[Records to use]:
================================

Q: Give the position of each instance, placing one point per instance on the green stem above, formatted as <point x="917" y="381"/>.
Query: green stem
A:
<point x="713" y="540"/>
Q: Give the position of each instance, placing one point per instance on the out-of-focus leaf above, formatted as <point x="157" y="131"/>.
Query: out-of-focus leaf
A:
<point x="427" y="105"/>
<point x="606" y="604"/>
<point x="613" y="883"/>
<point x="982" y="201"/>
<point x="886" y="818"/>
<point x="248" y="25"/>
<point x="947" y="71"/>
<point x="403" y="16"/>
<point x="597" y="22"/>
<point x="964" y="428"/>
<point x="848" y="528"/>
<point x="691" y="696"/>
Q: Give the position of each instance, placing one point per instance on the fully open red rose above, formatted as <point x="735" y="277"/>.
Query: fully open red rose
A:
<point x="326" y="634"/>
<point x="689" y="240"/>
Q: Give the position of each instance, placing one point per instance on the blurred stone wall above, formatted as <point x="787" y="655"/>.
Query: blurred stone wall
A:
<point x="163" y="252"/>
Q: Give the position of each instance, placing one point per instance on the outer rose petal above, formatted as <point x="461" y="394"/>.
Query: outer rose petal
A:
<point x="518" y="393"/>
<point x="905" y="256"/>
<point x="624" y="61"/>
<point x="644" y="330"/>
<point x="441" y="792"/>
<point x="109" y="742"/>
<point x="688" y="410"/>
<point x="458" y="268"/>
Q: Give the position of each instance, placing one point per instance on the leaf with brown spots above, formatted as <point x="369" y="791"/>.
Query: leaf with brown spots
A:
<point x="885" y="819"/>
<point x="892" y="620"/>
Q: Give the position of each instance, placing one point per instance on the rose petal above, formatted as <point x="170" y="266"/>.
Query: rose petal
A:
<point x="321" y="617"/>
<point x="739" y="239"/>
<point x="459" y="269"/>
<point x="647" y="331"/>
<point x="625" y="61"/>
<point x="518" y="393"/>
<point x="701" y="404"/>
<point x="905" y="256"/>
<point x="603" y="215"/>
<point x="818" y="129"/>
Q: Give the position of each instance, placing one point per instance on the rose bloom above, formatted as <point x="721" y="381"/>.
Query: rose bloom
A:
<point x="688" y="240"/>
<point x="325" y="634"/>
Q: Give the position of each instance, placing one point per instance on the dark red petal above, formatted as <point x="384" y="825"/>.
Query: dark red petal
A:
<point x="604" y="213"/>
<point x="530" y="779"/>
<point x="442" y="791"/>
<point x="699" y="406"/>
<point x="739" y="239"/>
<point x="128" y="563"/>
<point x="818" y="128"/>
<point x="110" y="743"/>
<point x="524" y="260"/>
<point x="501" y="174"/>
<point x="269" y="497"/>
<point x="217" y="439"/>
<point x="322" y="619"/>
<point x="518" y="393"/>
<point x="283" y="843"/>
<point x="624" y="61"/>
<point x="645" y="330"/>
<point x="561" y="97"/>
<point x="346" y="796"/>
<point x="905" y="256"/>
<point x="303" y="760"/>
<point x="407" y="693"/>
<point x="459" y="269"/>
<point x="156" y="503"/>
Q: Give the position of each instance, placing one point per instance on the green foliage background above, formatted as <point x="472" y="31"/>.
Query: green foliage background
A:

================================

[Goal]: Can you render all the data above as a JSON list of strings, one string per line, with blank lines left out?

[Solution to this exercise]:
[
  "Q: Give the position of each instance, placing one point per instance on the green stem above, formatted as <point x=\"917\" y=\"381\"/>.",
  "Query: green stem",
  "A:",
  "<point x=\"713\" y=\"540\"/>",
  "Q: Give the position of each instance, placing one point per instance on the out-of-focus leaf above, formatted as <point x=\"157\" y=\"131\"/>.",
  "Query: out-of-focus leaf",
  "A:",
  "<point x=\"427\" y=\"105\"/>",
  "<point x=\"606\" y=\"604\"/>",
  "<point x=\"613\" y=\"883\"/>",
  "<point x=\"982\" y=\"201\"/>",
  "<point x=\"886\" y=\"818\"/>",
  "<point x=\"248\" y=\"25\"/>",
  "<point x=\"947\" y=\"71\"/>",
  "<point x=\"403\" y=\"16\"/>",
  "<point x=\"597\" y=\"22\"/>",
  "<point x=\"964\" y=\"428\"/>",
  "<point x=\"848\" y=\"528\"/>",
  "<point x=\"691\" y=\"696\"/>",
  "Q: Give the position of each instance, placing one point per instance on the fully open red rose above, formatted as <point x=\"735\" y=\"277\"/>.",
  "Query: fully open red rose",
  "A:",
  "<point x=\"326\" y=\"634\"/>",
  "<point x=\"689\" y=\"240\"/>",
  "Q: Give the position of each instance, placing one point per instance on the blurred stone wall above, formatted as <point x=\"787\" y=\"655\"/>.",
  "Query: blurred stone wall",
  "A:",
  "<point x=\"163\" y=\"252\"/>",
  "Q: Give the position of each instance, placing one point per instance on the outer rose petal above, formatted as <point x=\"461\" y=\"394\"/>.",
  "Query: outer rose petal",
  "A:",
  "<point x=\"518\" y=\"393\"/>",
  "<point x=\"905\" y=\"256\"/>",
  "<point x=\"624\" y=\"61\"/>",
  "<point x=\"644\" y=\"330\"/>",
  "<point x=\"441\" y=\"792\"/>",
  "<point x=\"109\" y=\"742\"/>",
  "<point x=\"688\" y=\"410\"/>",
  "<point x=\"458\" y=\"268\"/>",
  "Q: Give the position of each instance, placing one point per instance on the leaf with brown spots above, formatted as <point x=\"369\" y=\"791\"/>.",
  "Query: leaf with brown spots",
  "A:",
  "<point x=\"885\" y=\"819\"/>",
  "<point x=\"892\" y=\"620\"/>",
  "Q: Give the position of each instance, placing one point per instance on the rose petal above, formatted as <point x=\"170\" y=\"266\"/>.",
  "Query: rose petal",
  "A:",
  "<point x=\"321\" y=\"617\"/>",
  "<point x=\"739\" y=\"239\"/>",
  "<point x=\"459\" y=\"269\"/>",
  "<point x=\"647\" y=\"331\"/>",
  "<point x=\"625\" y=\"61\"/>",
  "<point x=\"518\" y=\"393\"/>",
  "<point x=\"701\" y=\"404\"/>",
  "<point x=\"905\" y=\"256\"/>",
  "<point x=\"603\" y=\"215\"/>",
  "<point x=\"818\" y=\"129\"/>",
  "Q: Give the position of each instance, placing one point per instance on the rose bloom above, formatted as <point x=\"721\" y=\"381\"/>.",
  "Query: rose bloom",
  "A:",
  "<point x=\"688\" y=\"240\"/>",
  "<point x=\"325\" y=\"634\"/>",
  "Q: Give the position of each instance, placing one point per instance on the dark red petal above, formatted as <point x=\"384\" y=\"825\"/>.",
  "Query: dark red petal",
  "A:",
  "<point x=\"604\" y=\"213\"/>",
  "<point x=\"530\" y=\"779\"/>",
  "<point x=\"442\" y=\"791\"/>",
  "<point x=\"699\" y=\"406\"/>",
  "<point x=\"739\" y=\"239\"/>",
  "<point x=\"128\" y=\"563\"/>",
  "<point x=\"818\" y=\"128\"/>",
  "<point x=\"110\" y=\"743\"/>",
  "<point x=\"524\" y=\"260\"/>",
  "<point x=\"501\" y=\"174\"/>",
  "<point x=\"269\" y=\"497\"/>",
  "<point x=\"217\" y=\"439\"/>",
  "<point x=\"322\" y=\"619\"/>",
  "<point x=\"518\" y=\"393\"/>",
  "<point x=\"283\" y=\"843\"/>",
  "<point x=\"624\" y=\"61\"/>",
  "<point x=\"645\" y=\"330\"/>",
  "<point x=\"561\" y=\"97\"/>",
  "<point x=\"346\" y=\"796\"/>",
  "<point x=\"905\" y=\"256\"/>",
  "<point x=\"303\" y=\"760\"/>",
  "<point x=\"407\" y=\"693\"/>",
  "<point x=\"459\" y=\"269\"/>",
  "<point x=\"156\" y=\"503\"/>",
  "Q: Give the position of each instance, placing one point per instance on the green foliage background above, formatted as <point x=\"472\" y=\"31\"/>.",
  "Query: green foliage background",
  "A:"
]